As of this writing The Federation shows approximately 1.9 million total Lemmy accounts. That means the majority of all Lemmy accounts are sitting dormant on these instances, potentially to be used for future abuse.
This bothers me. I want Lemmy to be a place where actual humans interact. I don’t want it to become another cesspool of spam bots and manipulative shenanigans. The internet has enough places like that already.
So, after stewing on it for a few days, I decided to do something. I started messaging admins at some of these instances, pointing out their odd account numbers and referencing the lemmy.ninja post above. I suggested they consider removing the suspicious accounts. Then I waited.
And they responded! Some admins were simply unaware of their inflated user counts. Some had noticed but assumed it was a bug causing Lemmy to report an incorrect number. Others weren’t sure how to purge the suspicious accounts without nuking their instances and starting over. In any case, several instance admins checked their databases, agreed the accounts were suspicious, and managed to delete them. I’m told that the lemmy.ninja post was very helpful.
Check out these early results!
Awesome! Another 144k suspicious accounts are gone. A few other admins have said they are working on doing the same on their instances. I plan to message the admins at all the instances where the total accounts to active users ratio is above 10,000. Maybe, just maybe, scrubbing these suspected bot accounts will reduce future abuse and prevent this place from becoming the next internet cesspool.
That’s all for now. Thanks for reading! Also, special thanks to the following people:
@[email protected] for your helpful post!
@[email protected], @[email protected], and @[email protected] for being so quick to take action on your instances!
This is (most likely) a case of poor or absent instance administration, and it looks like it's being managed well enough, but I do wonder what recourse there is against bad actors setting up their own instance, populating it with bots, and using them outside the influence of anyone else. For one, how do we tell which instances are just bot havens? Obviously we can make inferences based on active users and speed of growth, but a smart person could minimize those signs to the point of being unnoticeable. And if we can, what do we do with instances that have been identified? There's defederation, but that would only stop their influence on the instances that defederated. The content would still be open to voting from those instances, and those votes would manifest on instances that haven't defederated them. It would require a combined effort on behalf of the whole Fediverse to enforce a "ban" on an instance. I can't really see any way to address these things without running contrary to the decentralized nature of the platform.
Forgive this noob, but couldn’t there be a trusted and maintained admin blocklist of instances which are bot havens?
That would certainly be one way to handle it, but it brings up a few issues to my mind.
One, like I brought up in my comment, it would be pretty contradictory to a decentralized platform like Lemmy/the Fediverse. Every instance is run the way the admins wish, and having a forced banlistwould be pretty contrary to that idea. If a central authority controls the platform, it isn't very decentralized, is it? That said, even if we accept an enforced banlist, how effective can it be?

◆ MATERIAL:
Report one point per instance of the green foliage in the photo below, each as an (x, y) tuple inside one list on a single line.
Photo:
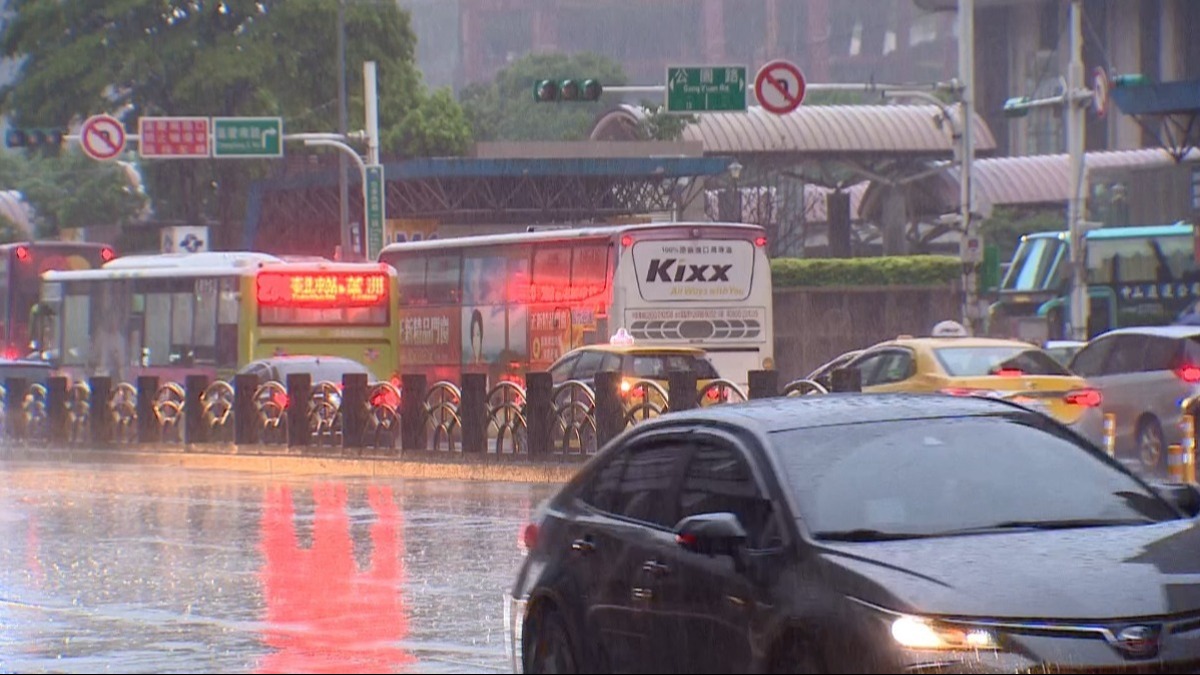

◆ WHAT TO WORK ON: Could you pick up the discussion of Lemmy bot accounts right after its final sentence and keep it going? The lines after the Lemmy discussion are separate material with no connection to it.

◆ TASK RESULT:
It would need to be handled by a person or group beyond reproach, there would need to be an ironclad way of telling which instances are homes to bots, and it would need to be constantly maintained to add instances as they were found out. None of these really translate to the real world, unfortunately. And even if we get lucky on all of those points and it worked out for a while, introducing a way to block instances off from the entire platform without approval is a pretty big risk if it ever falls into problematic hands down the road.
And if it's not enforced, we're left relying on all the instances agreeing, which is just not going to happen. Some instances will decline to work together out of principle, disagreement, or just contrarianism. And then we have all the "dark" instances that are left unmaintained and updated. I'm not sure how much of a problem that latter group would be, overall, but I figure it would lead to some issue or another. Maybe I'm over estimating the effect non-participants would have, but even if that's not such an issue, what happens when big instances have disagreements, or start their own banlist? Then it's just a fractured mess that isn't really helping anybody, doing more to hinder efforts against bot havens than it is helping.
All in all, I just don't see a good way of it working. I know I'm not really offering solutions here. I'm really just poking holes everywhere, but that's kind of my point. I hope I'm wrong and there's a way to address this that I just don't see. I really like this whole decentralized thing and I want it to work out!
It would quickly need to be an allow list. It's basically free to spool up an instance with Docker, it'd make those randomly named Chinese companies on Amazon look slim.
AFAIK, there is no current recourse except defederation and defederation would be very slow and depend on every individual instance defederating. As well, there's plenty of instances that haven't defederated from the literal nazi instance, so who's to say that they'd defederate from a bot heavy instance, either? Especially if the spammer would to invest even the slightest effort in appearing like there's at least some legitimate users or a "friendly" admin. And even when defederation is fast, spammers could turn up an instance in mere minutes. It's a big issue with the federation model.
Let's contrast with email, since email is a popular example people use for how federation works. Unlike Lemmy (at least AFAIK), all major email providers have strict automated spam filtering that is extremely skeptical of unfamiliar domains. Those filters are basically what keep email usable. I think we're gonna have to develop aggressive spam filters soon enough. Spam filters will also help with spammers that create accounts on trusted domains (since that's always possible -- there's no perfect way to stop them).
I'm of the opinion that decentralization does not require us to allow just anyone to join by default (or at least to interact with by default). We could maintain decentralized lists of trustworthy servers (or inversely, lists of servers to defederate with). A simple way to do so is to just start with a handful of popular, well run instances and consider them trustworthy. Then they can vouch for any other instances being trustworthy and if people agree, the instance is considered trustworthy. It would eventually build up a network of trusted instances. It's still decentralized. Sure, it's not as open as before, but what good is being open if bots and trolls can ruin things for good as soon as someone wants to badly enough?
It's certainly a conundrum. I remember people mentioning something in line with your suggestion of a "chain of trust" during the discussion around the bot signups when they were noticed. I just worry it'll be prone to abuse, especially by larger, more popular instances that will wield more sway if given the power to legitimize other instances or block them out entirely.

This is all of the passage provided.